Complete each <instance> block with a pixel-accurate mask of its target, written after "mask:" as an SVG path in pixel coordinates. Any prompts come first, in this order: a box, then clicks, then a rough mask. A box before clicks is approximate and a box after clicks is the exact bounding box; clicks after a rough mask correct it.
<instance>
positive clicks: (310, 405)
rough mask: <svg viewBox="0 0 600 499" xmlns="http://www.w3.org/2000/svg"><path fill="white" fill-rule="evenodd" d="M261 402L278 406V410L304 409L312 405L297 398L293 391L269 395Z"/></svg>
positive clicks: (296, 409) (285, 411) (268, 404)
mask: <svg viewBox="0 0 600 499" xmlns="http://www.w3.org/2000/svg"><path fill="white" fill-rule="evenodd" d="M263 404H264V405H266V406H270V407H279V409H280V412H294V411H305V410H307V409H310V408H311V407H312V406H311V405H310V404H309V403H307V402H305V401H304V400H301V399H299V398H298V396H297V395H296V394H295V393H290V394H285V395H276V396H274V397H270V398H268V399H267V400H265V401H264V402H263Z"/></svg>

__________________________________________________

**WHAT IS EXPECTED:** Please go through the data above and copy each line containing the word "instance".

**TASK OUTPUT:**
Complete each <instance> block with a pixel-accurate mask of its target, written after "mask:" as an SVG path in pixel coordinates. Any prompts come first, in this order: a box, then clicks, then a rough mask. A box before clicks is approximate and a box after clicks is the exact bounding box; clicks after a rough mask correct it.
<instance>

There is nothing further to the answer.